## [What to work on]
Each record should appear again in the response exactly as it does in the original.

= = = = = = =

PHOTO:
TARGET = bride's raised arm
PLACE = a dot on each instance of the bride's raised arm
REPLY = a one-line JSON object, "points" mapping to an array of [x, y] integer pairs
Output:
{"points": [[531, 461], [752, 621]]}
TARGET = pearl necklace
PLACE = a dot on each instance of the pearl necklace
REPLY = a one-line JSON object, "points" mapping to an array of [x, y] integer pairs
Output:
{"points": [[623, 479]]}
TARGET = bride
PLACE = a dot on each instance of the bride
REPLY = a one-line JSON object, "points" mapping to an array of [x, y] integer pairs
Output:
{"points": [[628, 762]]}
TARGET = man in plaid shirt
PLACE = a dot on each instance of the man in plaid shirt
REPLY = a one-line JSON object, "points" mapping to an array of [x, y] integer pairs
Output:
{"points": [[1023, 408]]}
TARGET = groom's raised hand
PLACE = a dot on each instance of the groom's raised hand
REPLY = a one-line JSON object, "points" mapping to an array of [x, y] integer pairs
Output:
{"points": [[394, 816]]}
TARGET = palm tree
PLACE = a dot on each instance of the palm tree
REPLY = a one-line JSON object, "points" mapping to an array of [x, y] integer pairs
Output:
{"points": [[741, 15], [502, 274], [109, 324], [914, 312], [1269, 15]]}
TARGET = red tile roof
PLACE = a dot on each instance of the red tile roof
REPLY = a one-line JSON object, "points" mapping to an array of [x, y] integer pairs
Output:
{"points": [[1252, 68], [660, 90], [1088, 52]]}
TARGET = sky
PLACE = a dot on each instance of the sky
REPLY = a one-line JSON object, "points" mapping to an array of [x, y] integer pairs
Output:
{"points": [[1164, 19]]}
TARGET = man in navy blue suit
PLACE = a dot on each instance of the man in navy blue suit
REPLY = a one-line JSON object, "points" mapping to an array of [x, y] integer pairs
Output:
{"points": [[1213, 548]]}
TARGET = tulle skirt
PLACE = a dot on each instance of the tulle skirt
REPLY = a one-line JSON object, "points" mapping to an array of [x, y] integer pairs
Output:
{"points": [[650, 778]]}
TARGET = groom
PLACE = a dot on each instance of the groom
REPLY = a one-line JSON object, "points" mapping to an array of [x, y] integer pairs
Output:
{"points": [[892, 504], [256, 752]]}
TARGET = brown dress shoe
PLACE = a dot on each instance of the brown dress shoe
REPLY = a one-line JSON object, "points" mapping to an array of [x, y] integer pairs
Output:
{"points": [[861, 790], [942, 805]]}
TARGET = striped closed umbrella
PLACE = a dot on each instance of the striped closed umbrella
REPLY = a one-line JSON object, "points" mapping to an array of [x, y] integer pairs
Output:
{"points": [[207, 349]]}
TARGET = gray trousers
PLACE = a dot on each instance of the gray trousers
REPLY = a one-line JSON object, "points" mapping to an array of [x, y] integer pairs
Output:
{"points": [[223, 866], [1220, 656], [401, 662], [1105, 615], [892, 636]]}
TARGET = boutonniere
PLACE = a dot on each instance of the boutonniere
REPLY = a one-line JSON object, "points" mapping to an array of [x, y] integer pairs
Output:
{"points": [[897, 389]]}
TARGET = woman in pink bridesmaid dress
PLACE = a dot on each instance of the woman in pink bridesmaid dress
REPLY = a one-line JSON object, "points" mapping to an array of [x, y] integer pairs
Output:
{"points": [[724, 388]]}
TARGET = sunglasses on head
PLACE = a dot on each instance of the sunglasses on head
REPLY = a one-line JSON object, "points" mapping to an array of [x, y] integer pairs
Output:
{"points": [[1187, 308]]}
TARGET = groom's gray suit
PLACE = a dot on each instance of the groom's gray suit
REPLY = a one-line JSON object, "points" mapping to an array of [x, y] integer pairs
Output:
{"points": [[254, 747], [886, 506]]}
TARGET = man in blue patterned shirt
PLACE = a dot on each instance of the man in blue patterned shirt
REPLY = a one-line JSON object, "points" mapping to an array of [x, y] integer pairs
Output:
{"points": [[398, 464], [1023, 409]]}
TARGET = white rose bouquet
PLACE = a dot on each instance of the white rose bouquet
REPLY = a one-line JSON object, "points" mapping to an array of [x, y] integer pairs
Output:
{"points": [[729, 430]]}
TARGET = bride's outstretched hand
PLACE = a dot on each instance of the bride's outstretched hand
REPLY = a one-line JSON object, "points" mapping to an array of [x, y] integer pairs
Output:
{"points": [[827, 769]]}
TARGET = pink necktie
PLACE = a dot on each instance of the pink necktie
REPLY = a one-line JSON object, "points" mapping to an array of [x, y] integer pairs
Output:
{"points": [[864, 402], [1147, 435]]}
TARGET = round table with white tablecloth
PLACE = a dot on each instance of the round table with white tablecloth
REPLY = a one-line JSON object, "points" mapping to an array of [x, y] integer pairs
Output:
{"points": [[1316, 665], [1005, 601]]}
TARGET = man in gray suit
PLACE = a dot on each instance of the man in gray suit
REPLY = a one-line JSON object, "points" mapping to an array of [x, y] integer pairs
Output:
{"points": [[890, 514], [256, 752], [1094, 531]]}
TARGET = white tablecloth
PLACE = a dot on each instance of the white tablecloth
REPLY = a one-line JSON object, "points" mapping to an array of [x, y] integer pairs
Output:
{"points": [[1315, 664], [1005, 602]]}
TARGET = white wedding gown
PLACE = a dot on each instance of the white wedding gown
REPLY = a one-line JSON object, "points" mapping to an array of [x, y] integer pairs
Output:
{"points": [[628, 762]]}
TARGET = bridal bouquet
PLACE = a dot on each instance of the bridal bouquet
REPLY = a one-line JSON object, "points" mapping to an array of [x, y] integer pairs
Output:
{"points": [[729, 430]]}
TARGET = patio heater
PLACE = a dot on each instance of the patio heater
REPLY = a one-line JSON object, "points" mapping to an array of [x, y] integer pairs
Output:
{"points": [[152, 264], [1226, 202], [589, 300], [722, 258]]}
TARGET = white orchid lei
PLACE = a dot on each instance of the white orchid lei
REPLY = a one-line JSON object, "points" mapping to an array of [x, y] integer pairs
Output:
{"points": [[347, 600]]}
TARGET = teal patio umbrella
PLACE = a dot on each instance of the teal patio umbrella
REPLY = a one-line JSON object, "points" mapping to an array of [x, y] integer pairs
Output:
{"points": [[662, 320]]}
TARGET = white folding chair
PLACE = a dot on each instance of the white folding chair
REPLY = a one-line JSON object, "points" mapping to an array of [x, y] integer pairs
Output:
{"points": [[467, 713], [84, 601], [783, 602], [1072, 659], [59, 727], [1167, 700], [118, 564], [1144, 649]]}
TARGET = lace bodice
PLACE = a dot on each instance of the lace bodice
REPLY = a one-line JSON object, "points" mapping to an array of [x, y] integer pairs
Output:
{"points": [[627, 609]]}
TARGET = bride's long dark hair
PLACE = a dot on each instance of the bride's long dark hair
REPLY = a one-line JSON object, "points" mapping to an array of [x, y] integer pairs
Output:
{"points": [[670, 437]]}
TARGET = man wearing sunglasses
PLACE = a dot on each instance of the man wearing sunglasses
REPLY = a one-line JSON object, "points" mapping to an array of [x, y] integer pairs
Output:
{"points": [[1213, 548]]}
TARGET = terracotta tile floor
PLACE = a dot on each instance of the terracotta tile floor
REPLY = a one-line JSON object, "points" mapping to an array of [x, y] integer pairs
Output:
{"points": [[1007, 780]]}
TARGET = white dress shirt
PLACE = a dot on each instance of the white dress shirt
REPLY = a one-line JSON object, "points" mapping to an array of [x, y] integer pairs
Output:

= = = = = = =

## [Task response]
PHOTO:
TARGET = bride's raised arm
PLACE = a dot on each instance of the bride's raised arm
REPLY = a one-line JSON object, "points" mapping to an array of [x, y] integer pairs
Output:
{"points": [[531, 461], [752, 621]]}
TARGET = pearl necklace
PLACE = a dot on each instance of the pearl necklace
REPLY = a one-line JSON object, "points" mapping to an array of [x, y] integer pairs
Output:
{"points": [[623, 479]]}
TARGET = bride
PLACE = a dot on each instance of the bride
REPLY = a one-line JSON object, "points" mapping to an array of [x, y] integer pairs
Output:
{"points": [[628, 762]]}
TARGET = man in plaid shirt
PLACE = a dot on each instance of the man in plaid shirt
REPLY = a one-line JSON object, "points" mapping to an array of [x, y] integer pairs
Output:
{"points": [[1023, 408]]}
TARGET = groom's raised hand
PLACE = a dot on each instance of the groom's raised hand
REPLY = a one-line JSON object, "points" mapping to an array of [x, y] integer pairs
Output:
{"points": [[394, 816]]}
TARGET = palm tree
PLACE = a dot on each instance of the palm tree
REPLY = a one-line JSON object, "points" mapping to an array of [x, y] integer pairs
Output:
{"points": [[741, 15], [502, 274], [109, 324], [914, 312], [1269, 15]]}
TARGET = red tile roof
PLACE = a dot on each instance of the red tile roof
REPLY = a one-line JSON object, "points" mapping to an array of [x, y] integer pairs
Output:
{"points": [[1252, 68], [660, 90], [1088, 52]]}
TARGET = sky
PLACE = a dot on each instance of the sky
REPLY = a one-line JSON object, "points" mapping to an array of [x, y] integer pairs
Output:
{"points": [[1164, 19]]}
TARGET = man in navy blue suit
PLACE = a dot on each instance of the man in navy blue suit
REPLY = a one-line JSON object, "points" mapping to an array of [x, y] integer pairs
Output:
{"points": [[1213, 548]]}
TARGET = tulle skirt
PLACE = a dot on each instance of the tulle skirt
REPLY = a one-line JSON object, "points" mapping to an array of [x, y] integer pairs
Output:
{"points": [[650, 778]]}
TARGET = groom
PLACE = a dot on each instance of the groom
REPLY = a one-line JSON object, "points" mapping to an array of [x, y] integer pairs
Output:
{"points": [[892, 504], [256, 752]]}
TARGET = brown dress shoe
PLACE = a dot on each instance of the brown dress shoe
REPLY = a one-line JSON object, "points" mapping to an array of [x, y] integer pairs
Output:
{"points": [[861, 790], [942, 805]]}
TARGET = striped closed umbrella
PLACE = a dot on each instance of the striped closed umbrella
REPLY = a one-line JSON object, "points" mapping to an array of [x, y] integer pairs
Output:
{"points": [[207, 349]]}
TARGET = gray trousers
PLACE = a dot on each instance of the gray trousers
REPLY = a one-line JSON object, "points" mapping to an array of [x, y] integer pairs
Output:
{"points": [[223, 866], [1220, 656], [401, 662], [1105, 615], [892, 636]]}
TARGET = boutonniere
PLACE = a dot on each instance of the boutonniere
REPLY = a one-line JSON object, "points" mapping to an array of [x, y] integer pairs
Output:
{"points": [[897, 389]]}
TARGET = woman in pink bridesmaid dress
PLACE = a dot on each instance of the woman in pink bridesmaid dress
REPLY = a one-line JSON object, "points" mapping to an array of [x, y] integer pairs
Output:
{"points": [[724, 388]]}
TARGET = sunglasses on head
PLACE = a dot on each instance of the sunglasses on head
REPLY = a one-line JSON object, "points" mapping to an array of [x, y] integer pairs
Output:
{"points": [[1187, 308]]}
TARGET = groom's gray suit
PLACE = a dot on each instance of the groom's gray suit
REPLY = a one-line JSON object, "points" mapping to an array of [x, y] integer pairs
Output:
{"points": [[254, 747], [886, 506]]}
TARGET = man in blue patterned shirt
PLACE = a dot on each instance of the man in blue patterned shirt
REPLY = a one-line JSON object, "points" mapping to an array of [x, y] integer pairs
Output:
{"points": [[398, 464], [1023, 409]]}
TARGET = white rose bouquet
PLACE = a dot on each instance of the white rose bouquet
REPLY = a one-line JSON object, "points" mapping to an array of [x, y] integer pairs
Output:
{"points": [[729, 430]]}
TARGET = bride's outstretched hand
PLACE = a dot on each instance of the bride's outstretched hand
REPLY = a one-line JSON object, "points" mapping to an array of [x, y] integer pairs
Output:
{"points": [[827, 769]]}
TARGET = pink necktie
PLACE = a dot on each instance of the pink necktie
REPLY = a one-line JSON object, "points" mapping to an array of [x, y] integer pairs
Output:
{"points": [[864, 402], [1147, 435]]}
TARGET = round table with white tablecloth
PLACE = a dot on each instance of the round table with white tablecloth
REPLY = a one-line JSON object, "points" mapping to an array of [x, y] integer pairs
Output:
{"points": [[1316, 665], [1005, 601]]}
TARGET = man in gray suit
PLACE = a dot on each instance of the man in gray suit
REPLY = a one-line JSON object, "points" mapping to an array of [x, y] integer pairs
Output:
{"points": [[890, 514], [256, 752], [1094, 531]]}
TARGET = white tablecloth
PLACE = a dot on each instance of the white tablecloth
REPLY = a one-line JSON object, "points" mapping to an array of [x, y] integer pairs
Output:
{"points": [[1315, 664], [1005, 602]]}
TARGET = white wedding gown
PLACE = a dot on each instance of the white wedding gown
REPLY = a one-line JSON object, "points" mapping to an array of [x, y] integer pairs
Output:
{"points": [[628, 762]]}
TARGET = bridal bouquet
PLACE = a dot on each instance of the bridal bouquet
REPLY = a one-line JSON object, "points" mapping to an array of [x, y] integer pairs
Output:
{"points": [[729, 430]]}
TARGET = patio heater
PLACE = a dot on each instance of the patio heater
REPLY = a one-line JSON object, "points" mapping to an array of [x, y] integer pairs
Output:
{"points": [[152, 264], [1226, 202], [589, 300], [722, 258]]}
TARGET = white orchid lei
PLACE = a dot on each instance of the white orchid lei
REPLY = a one-line JSON object, "points" mapping to an array of [x, y] integer pairs
Output:
{"points": [[347, 600]]}
TARGET = teal patio umbrella
PLACE = a dot on each instance of the teal patio umbrella
REPLY = a one-line JSON object, "points" mapping to an array of [x, y] integer pairs
Output:
{"points": [[662, 320]]}
TARGET = white folding chair
PLACE = a dot on each instance of the white folding chair
REPLY = a one-line JSON object, "points" mapping to an array of [x, y] integer pairs
Output:
{"points": [[467, 713], [84, 601], [783, 602], [1072, 659], [59, 727], [1167, 700], [118, 564], [1144, 649]]}
TARGET = lace bodice
PLACE = a dot on each instance of the lace bodice
REPLY = a one-line JSON object, "points" mapping to an array of [x, y] integer pairs
Output:
{"points": [[627, 609]]}
TARGET = bride's long dark hair
PLACE = a dot on each instance of the bride's long dark hair
REPLY = a one-line JSON object, "points" mapping to an array of [x, y] integer pairs
Output:
{"points": [[670, 437]]}
TARGET = man wearing sunglasses
PLACE = a dot on each instance of the man wearing sunglasses
REPLY = a one-line JSON object, "points" mapping to an array of [x, y] integer pairs
Output:
{"points": [[1213, 548]]}
TARGET = terracotta tile floor
PLACE = a dot on each instance of the terracotta tile floor
REPLY = a one-line JSON object, "points" mapping to an array of [x, y] integer pairs
Output:
{"points": [[1007, 780]]}
TARGET = white dress shirt
PLACE = a dot on each instance of the white dress shirt
REPLY = a one-line JSON object, "points" mapping to an array of [x, y] integer pairs
Output:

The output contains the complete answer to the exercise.